INSTRUCTION:
Turn the part of the entries below that opens with the line containing "of the black" and closes with the line containing "Target: black sedan" into a numbered list, leaving out any blank lines.

DATASET CONTENT:
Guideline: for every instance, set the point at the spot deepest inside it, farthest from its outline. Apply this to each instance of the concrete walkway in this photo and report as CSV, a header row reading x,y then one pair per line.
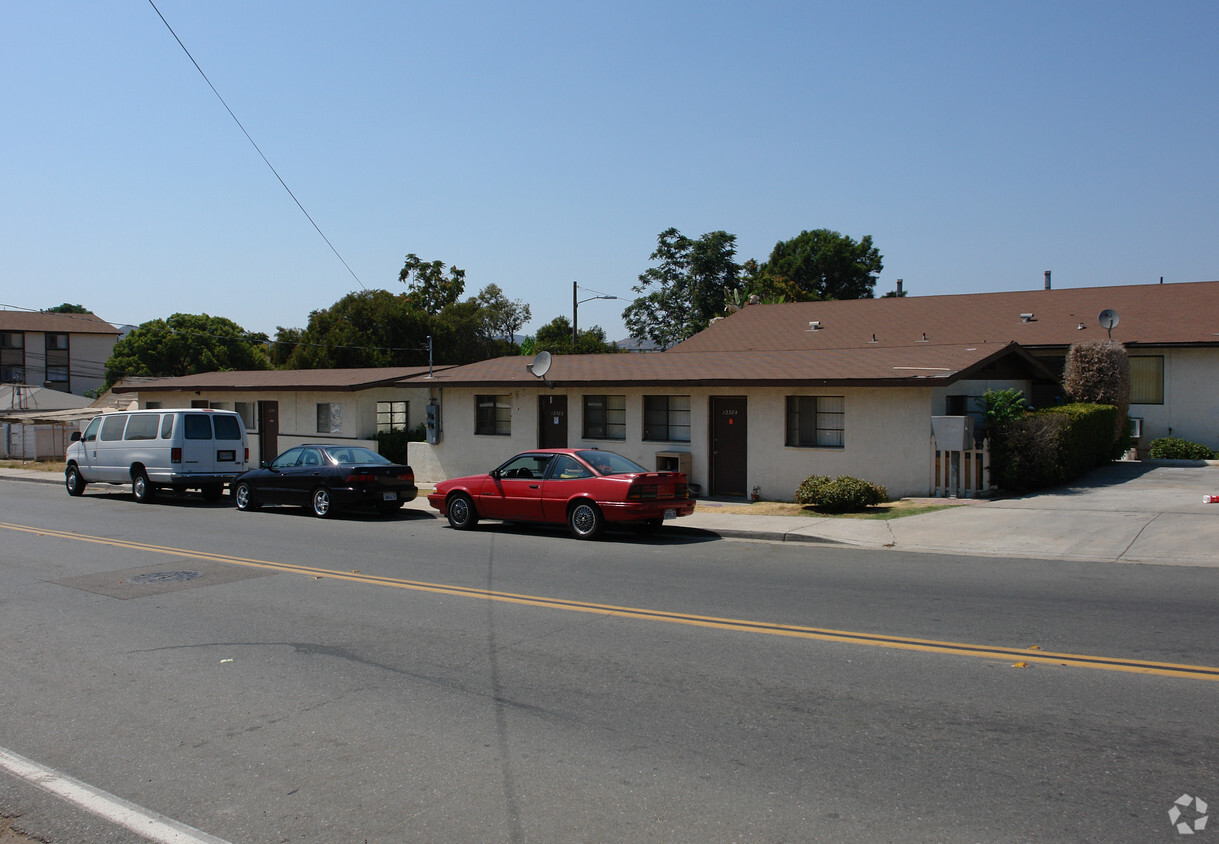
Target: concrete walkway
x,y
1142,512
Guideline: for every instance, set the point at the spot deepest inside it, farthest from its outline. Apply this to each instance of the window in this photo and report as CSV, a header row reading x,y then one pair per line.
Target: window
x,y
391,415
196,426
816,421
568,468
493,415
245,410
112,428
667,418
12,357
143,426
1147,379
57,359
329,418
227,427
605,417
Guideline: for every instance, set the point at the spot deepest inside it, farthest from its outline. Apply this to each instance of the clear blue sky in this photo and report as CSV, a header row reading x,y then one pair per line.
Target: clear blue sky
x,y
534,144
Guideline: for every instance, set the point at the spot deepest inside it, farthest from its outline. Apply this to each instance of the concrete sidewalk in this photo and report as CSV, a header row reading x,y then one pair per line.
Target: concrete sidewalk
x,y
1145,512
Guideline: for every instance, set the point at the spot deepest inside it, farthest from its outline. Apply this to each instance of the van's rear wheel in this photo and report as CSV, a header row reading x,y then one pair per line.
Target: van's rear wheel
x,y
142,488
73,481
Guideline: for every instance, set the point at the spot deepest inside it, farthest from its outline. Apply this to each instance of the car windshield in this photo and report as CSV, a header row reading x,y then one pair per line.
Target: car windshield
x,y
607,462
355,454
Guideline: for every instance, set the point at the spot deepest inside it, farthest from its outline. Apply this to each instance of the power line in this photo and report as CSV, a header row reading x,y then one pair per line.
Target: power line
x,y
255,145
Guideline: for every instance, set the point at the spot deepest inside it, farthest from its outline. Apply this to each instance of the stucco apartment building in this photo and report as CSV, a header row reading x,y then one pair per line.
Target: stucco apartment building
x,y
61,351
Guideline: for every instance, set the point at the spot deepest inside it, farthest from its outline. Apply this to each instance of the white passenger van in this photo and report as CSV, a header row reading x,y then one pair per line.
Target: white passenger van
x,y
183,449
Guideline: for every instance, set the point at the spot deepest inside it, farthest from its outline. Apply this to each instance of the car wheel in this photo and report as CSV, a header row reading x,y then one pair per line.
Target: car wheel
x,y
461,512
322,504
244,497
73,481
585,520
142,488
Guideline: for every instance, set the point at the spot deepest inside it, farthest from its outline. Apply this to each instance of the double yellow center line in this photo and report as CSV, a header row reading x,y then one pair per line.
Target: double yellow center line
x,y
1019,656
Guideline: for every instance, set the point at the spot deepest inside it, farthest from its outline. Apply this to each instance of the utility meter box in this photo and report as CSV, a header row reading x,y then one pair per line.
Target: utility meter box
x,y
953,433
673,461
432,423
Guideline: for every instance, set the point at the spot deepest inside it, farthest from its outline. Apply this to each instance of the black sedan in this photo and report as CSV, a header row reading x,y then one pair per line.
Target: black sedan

* * *

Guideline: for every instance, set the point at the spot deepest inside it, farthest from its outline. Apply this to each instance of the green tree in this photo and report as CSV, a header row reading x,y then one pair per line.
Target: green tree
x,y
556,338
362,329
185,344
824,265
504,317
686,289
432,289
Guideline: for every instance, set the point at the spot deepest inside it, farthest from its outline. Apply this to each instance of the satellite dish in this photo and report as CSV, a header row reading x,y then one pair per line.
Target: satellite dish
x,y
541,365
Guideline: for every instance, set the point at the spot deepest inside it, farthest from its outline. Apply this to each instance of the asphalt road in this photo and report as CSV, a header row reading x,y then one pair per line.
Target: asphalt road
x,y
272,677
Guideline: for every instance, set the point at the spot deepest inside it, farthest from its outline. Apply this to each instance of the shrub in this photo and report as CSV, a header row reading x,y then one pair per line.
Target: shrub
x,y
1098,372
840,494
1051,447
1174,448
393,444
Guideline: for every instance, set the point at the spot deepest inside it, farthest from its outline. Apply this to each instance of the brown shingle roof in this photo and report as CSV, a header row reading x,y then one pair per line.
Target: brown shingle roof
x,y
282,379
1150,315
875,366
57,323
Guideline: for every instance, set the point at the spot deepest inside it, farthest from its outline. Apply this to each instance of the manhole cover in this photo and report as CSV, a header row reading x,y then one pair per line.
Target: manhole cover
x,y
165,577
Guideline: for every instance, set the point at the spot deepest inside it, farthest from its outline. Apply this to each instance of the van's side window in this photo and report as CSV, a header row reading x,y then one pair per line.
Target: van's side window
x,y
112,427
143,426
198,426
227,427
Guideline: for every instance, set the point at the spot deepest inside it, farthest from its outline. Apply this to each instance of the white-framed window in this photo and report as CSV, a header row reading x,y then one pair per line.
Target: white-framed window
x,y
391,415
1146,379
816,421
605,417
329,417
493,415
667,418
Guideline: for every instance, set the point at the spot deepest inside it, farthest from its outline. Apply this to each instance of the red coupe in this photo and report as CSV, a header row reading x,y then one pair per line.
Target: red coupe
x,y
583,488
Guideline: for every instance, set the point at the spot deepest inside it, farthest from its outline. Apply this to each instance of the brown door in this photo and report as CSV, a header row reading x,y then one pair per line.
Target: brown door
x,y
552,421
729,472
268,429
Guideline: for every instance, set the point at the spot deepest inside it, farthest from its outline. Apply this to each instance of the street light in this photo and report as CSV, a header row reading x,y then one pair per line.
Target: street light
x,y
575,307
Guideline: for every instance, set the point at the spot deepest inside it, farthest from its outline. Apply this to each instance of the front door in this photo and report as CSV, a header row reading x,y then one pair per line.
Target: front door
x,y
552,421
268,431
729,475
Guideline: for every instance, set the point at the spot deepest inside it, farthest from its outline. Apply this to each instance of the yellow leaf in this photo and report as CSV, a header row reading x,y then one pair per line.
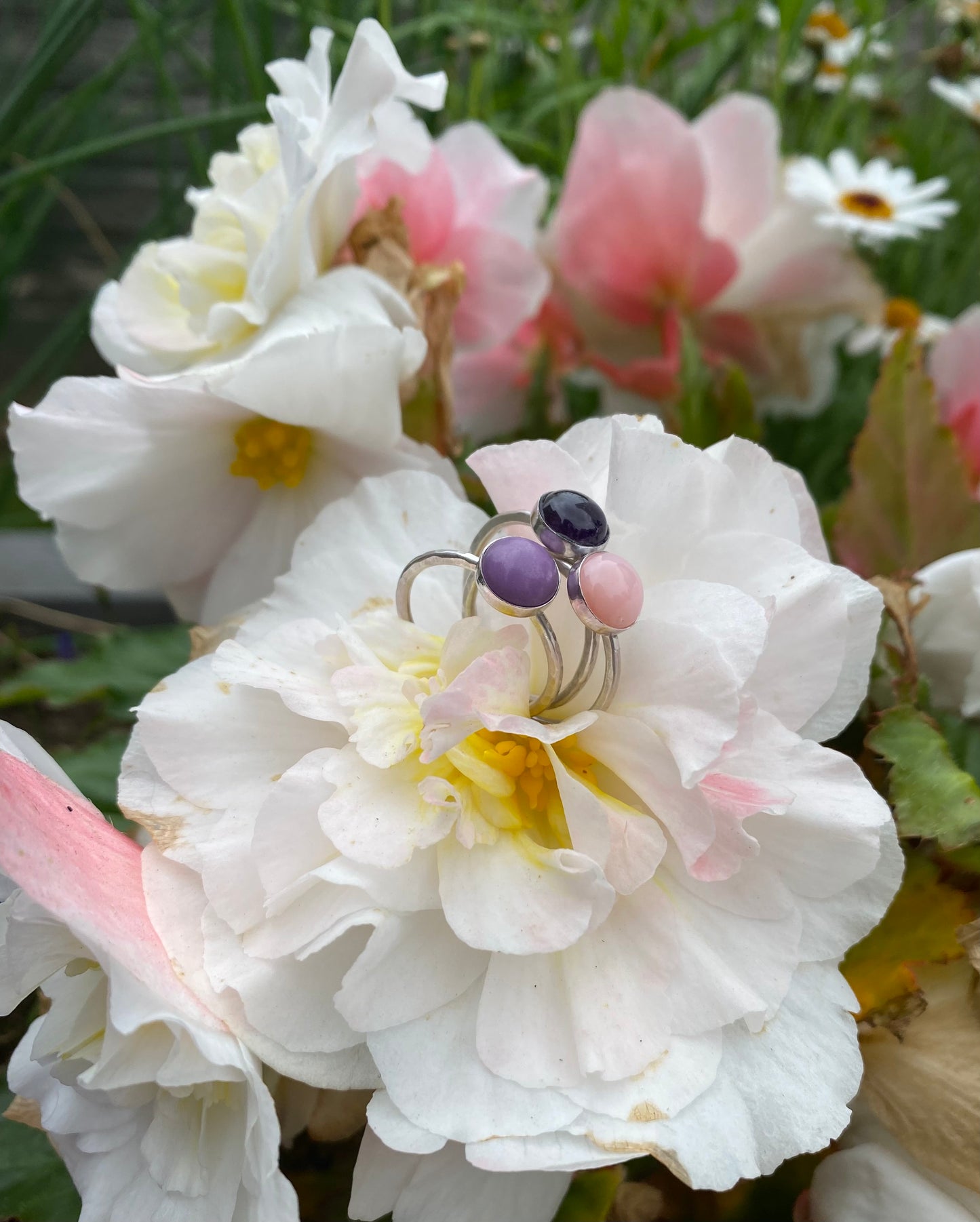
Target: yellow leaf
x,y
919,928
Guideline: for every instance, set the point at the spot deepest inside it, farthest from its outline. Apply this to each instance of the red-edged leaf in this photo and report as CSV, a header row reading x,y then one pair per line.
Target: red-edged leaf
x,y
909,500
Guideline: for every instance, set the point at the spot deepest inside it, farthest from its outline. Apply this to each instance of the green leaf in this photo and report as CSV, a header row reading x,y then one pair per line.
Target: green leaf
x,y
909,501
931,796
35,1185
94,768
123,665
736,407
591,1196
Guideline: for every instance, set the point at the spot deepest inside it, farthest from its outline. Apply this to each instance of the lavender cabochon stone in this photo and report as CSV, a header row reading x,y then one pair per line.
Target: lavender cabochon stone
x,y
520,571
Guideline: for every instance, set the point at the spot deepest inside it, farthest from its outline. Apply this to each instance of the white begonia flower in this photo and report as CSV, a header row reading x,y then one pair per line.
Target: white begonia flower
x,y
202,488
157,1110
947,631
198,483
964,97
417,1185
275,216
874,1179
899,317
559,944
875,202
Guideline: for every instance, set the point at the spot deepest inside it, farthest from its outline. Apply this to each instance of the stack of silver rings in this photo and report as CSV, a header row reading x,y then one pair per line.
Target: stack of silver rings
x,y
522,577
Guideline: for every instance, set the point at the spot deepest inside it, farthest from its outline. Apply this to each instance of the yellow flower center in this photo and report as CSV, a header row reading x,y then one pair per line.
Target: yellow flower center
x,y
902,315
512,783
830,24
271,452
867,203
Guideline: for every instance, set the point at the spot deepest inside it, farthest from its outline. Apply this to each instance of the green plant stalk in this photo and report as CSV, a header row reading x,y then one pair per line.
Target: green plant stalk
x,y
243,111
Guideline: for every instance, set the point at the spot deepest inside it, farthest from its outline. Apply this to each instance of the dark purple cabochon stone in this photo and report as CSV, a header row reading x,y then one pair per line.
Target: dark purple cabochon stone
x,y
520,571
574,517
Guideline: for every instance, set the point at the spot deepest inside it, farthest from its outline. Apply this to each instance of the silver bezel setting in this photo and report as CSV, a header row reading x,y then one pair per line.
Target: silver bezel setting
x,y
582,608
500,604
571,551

REPLY:
1. Guideline: for every instance, set the point at the spot deepest inside it, farthest from its outline. Apply this to each instance of the black sedan in this photo and report as CSV, a header row reading x,y then one pair per line.
2. Target: black sedan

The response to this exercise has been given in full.